── Task material

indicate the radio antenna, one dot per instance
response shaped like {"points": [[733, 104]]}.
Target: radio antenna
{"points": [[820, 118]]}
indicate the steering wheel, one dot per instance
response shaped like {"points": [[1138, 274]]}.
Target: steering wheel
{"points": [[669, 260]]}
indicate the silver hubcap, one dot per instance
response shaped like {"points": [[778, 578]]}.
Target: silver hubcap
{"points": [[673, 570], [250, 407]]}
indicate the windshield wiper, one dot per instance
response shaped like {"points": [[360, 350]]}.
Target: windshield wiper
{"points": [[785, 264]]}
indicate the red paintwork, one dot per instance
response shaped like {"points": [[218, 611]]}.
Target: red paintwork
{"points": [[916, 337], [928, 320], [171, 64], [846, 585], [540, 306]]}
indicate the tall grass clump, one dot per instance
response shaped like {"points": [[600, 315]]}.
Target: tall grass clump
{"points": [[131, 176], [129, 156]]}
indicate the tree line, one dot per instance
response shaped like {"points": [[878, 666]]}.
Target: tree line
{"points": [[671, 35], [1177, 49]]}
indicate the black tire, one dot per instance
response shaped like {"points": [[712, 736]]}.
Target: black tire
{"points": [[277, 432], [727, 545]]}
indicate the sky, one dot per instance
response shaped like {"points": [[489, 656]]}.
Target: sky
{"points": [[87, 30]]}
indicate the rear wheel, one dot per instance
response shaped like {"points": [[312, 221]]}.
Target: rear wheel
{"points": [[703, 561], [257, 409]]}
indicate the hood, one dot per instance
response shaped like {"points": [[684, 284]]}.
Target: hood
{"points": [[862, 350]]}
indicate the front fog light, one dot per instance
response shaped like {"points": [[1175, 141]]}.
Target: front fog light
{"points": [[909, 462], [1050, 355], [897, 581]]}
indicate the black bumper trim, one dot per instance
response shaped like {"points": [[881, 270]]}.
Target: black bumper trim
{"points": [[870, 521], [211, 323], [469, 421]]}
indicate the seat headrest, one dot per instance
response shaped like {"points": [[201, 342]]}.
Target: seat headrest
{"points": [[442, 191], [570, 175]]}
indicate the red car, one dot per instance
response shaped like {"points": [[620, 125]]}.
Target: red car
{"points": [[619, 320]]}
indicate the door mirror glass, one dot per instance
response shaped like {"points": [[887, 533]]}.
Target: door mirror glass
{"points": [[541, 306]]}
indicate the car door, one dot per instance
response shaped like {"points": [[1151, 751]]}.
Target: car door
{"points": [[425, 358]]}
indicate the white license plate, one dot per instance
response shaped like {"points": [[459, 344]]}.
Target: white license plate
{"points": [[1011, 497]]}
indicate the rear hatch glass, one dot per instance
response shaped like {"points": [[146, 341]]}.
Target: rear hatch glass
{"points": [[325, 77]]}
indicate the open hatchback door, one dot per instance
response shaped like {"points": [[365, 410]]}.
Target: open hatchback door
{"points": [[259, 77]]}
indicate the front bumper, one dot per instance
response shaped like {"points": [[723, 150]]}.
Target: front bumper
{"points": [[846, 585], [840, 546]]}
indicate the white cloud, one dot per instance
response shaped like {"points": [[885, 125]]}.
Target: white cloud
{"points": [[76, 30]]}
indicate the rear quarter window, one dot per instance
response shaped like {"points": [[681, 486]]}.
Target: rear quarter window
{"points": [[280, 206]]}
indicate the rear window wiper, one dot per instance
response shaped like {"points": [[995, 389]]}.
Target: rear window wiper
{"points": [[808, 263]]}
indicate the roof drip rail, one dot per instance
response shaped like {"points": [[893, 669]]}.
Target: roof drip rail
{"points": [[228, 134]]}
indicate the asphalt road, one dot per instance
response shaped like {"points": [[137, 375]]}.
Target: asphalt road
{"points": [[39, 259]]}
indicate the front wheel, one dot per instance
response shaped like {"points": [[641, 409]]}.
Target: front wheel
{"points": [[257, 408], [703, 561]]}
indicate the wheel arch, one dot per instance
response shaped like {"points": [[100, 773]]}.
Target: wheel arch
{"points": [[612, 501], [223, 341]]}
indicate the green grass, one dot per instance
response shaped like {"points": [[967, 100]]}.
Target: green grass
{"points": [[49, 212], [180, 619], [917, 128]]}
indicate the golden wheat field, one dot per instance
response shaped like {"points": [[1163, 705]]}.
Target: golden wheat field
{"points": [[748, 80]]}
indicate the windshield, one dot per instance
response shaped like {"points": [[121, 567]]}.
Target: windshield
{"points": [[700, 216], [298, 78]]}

────
── Task material

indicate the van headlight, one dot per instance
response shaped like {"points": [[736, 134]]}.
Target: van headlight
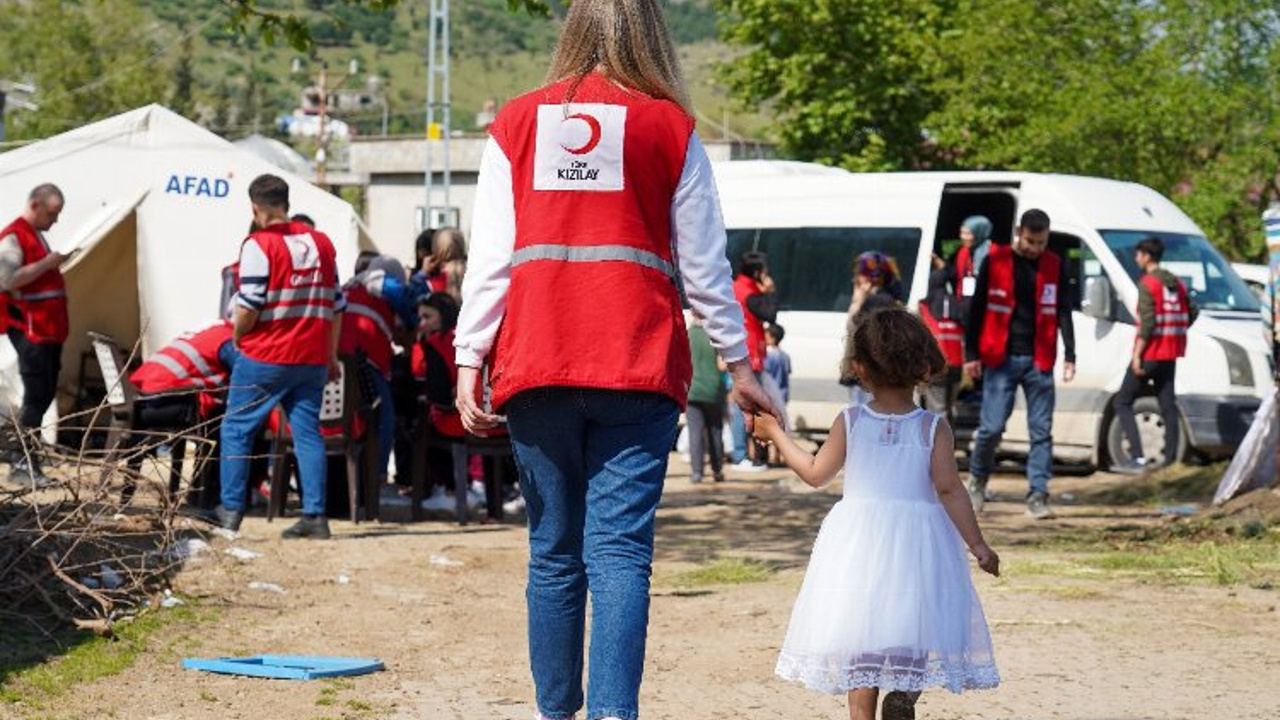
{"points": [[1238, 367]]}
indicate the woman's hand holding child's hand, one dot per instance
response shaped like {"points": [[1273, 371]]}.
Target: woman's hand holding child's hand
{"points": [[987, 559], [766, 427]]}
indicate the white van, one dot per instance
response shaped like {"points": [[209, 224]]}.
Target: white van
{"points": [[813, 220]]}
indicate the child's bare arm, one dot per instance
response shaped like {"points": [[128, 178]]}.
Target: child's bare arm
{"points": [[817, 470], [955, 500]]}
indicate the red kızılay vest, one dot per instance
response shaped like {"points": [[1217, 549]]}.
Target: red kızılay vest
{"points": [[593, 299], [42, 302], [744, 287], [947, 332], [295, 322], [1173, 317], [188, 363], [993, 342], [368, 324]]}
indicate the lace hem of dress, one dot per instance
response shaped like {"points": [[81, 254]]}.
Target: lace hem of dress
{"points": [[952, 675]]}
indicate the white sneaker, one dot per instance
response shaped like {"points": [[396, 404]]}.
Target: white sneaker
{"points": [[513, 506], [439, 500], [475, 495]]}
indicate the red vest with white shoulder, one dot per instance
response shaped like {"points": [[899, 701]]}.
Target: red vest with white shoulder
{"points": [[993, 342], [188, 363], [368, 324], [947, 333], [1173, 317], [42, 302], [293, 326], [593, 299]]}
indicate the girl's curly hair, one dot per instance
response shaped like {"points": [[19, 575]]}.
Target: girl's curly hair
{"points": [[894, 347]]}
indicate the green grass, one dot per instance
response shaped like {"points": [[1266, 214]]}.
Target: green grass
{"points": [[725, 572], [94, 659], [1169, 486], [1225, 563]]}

────

▶ _Direction_:
How many of the lines above contain the string "dress", matched with case taken into account? Reply with the number alone.

▶ _Solution to the problem_:
2